[[ Supplied data open ]]

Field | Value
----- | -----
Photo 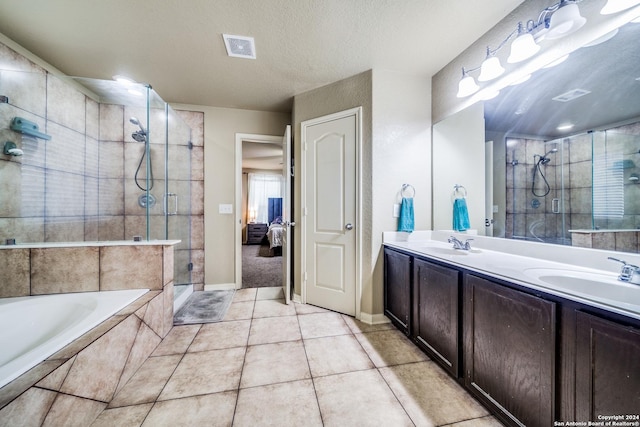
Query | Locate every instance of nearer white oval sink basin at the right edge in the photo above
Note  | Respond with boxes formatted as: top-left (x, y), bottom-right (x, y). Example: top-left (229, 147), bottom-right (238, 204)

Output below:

[[ Supplied data closed ]]

§ Work to complete
If a line of the entries above holds the word "right", count it; report only how many such lines there are.

§ Output below
2